→ Exercise brief
Duplicate the listing below line for line, omitting the pictures from your copy.

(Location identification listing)
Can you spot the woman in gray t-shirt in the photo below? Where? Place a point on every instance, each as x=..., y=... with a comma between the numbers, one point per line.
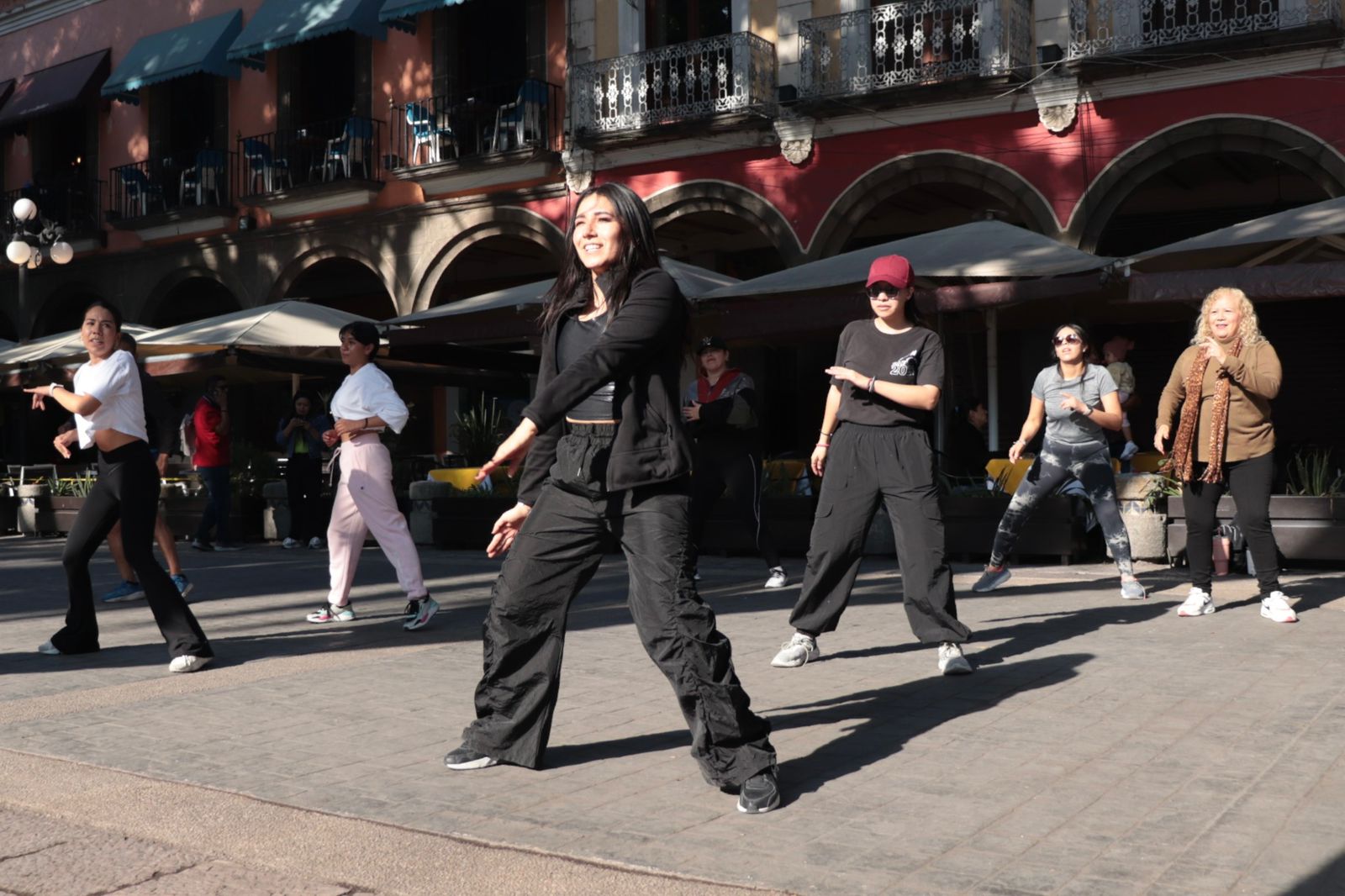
x=1076, y=400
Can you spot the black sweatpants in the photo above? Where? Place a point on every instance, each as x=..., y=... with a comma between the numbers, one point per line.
x=1058, y=461
x=736, y=470
x=304, y=488
x=127, y=490
x=1250, y=482
x=557, y=552
x=868, y=465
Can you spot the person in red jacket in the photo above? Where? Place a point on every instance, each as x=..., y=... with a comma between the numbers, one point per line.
x=210, y=458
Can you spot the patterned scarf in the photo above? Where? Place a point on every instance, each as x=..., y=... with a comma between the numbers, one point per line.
x=1184, y=447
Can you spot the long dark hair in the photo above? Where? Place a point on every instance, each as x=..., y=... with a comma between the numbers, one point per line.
x=1084, y=345
x=639, y=252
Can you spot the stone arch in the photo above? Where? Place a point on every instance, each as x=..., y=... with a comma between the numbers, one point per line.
x=916, y=168
x=295, y=269
x=1298, y=148
x=693, y=197
x=159, y=293
x=475, y=228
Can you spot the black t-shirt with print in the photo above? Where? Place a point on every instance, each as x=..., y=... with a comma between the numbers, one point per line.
x=912, y=358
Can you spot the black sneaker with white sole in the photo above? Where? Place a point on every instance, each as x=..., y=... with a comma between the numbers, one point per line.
x=759, y=794
x=464, y=757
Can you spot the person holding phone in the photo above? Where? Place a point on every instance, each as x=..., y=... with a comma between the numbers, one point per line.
x=1078, y=401
x=300, y=436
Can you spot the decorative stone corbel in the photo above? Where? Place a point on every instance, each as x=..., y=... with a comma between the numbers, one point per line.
x=795, y=134
x=1058, y=101
x=578, y=168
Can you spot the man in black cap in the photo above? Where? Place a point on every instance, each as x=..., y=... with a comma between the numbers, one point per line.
x=720, y=409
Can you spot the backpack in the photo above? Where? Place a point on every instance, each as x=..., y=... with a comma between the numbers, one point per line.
x=187, y=435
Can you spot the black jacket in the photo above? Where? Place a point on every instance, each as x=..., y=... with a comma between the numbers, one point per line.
x=642, y=351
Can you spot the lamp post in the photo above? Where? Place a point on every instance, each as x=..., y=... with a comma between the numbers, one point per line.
x=29, y=233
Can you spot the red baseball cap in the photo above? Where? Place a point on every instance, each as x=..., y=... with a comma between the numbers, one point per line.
x=894, y=269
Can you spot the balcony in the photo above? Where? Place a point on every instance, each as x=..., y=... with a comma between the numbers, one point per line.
x=1106, y=27
x=699, y=80
x=921, y=42
x=481, y=124
x=315, y=167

→ Response for this exercise
Can you spot the woman in gray t-shirt in the photo below? Where? Place a point on every instance, each as x=..., y=... with a comma between the numbers, one point per line.
x=1076, y=400
Can you spot the black sweatpants in the photo above? Where? Place a point on every instance, each as x=..., y=... with a comma between the numbers, one point per line.
x=1058, y=461
x=736, y=470
x=304, y=488
x=127, y=490
x=1250, y=482
x=557, y=552
x=868, y=465
Can you spot the person in red jacket in the photo above? Where? Place a point on every instance, each as x=..., y=... with a comma between the numbers, one point per line.
x=210, y=458
Can you spot the patterned scarf in the photo above? Where? Place a point on every instance, each as x=..., y=... with a comma between the numbers, one point per line.
x=1184, y=447
Can you spot the long dark hair in the photo above? Where? Place a point on every instance, each as x=..., y=... with a comma between the numbers, one point per line.
x=1084, y=345
x=639, y=252
Can you spot the stone arch in the photo above? Where? Place a point on every instance, each as x=..., y=... with a comma between the numbers, one point per line.
x=916, y=168
x=295, y=269
x=1298, y=148
x=693, y=197
x=159, y=293
x=475, y=228
Can you spot the black t-shirt with print in the photo above? Where? Place a point on every instance, each as x=..., y=... with a comma between the numbers, one point per line.
x=912, y=358
Can you spot the black sneaker with white sole in the photo above? Where? Place a point on every instance, each as x=..., y=... with a comma between the numbers, one point per line.
x=759, y=794
x=464, y=757
Can you spot the person holding phone in the photo above? Where? Place a point on every instance, each as x=..., y=... with a comma between the numbers, one point per line.
x=1078, y=401
x=300, y=436
Can you spot the decorative stone corbel in the photo above? Where? Place a point on every instance, each as x=..., y=... with a comma between the numbers, one point per line.
x=795, y=134
x=1058, y=101
x=578, y=168
Can you spot the man in black cap in the photo above? Where? Place a point on every instance, each as x=..., y=... with a comma between the numbers, one point per line.
x=720, y=409
Can you spot the backpack in the photo above? Where? Place a point on every instance, each as x=..., y=... with a comma between the numbers, one point per line.
x=187, y=435
Can you spot the black jacket in the photo above? Where? Place a point on every instance, each as x=..., y=... with a comma between the numbers, one point per line.
x=642, y=351
Can you spot the lamp post in the photo above? Where? Place a point on every instance, each as x=..., y=... with a comma between the numbers, one point per line.
x=29, y=233
Can you spot the red baseball cap in the photo above? Where? Place a point on every instance, each as x=..., y=... with a comma between the numbers, one point per line.
x=894, y=269
Can you spot the balcony in the photo above? Where? Place a point on every instance, each as x=..., y=... with a comma between the numbers, one point per line.
x=1106, y=27
x=699, y=80
x=921, y=42
x=481, y=124
x=315, y=167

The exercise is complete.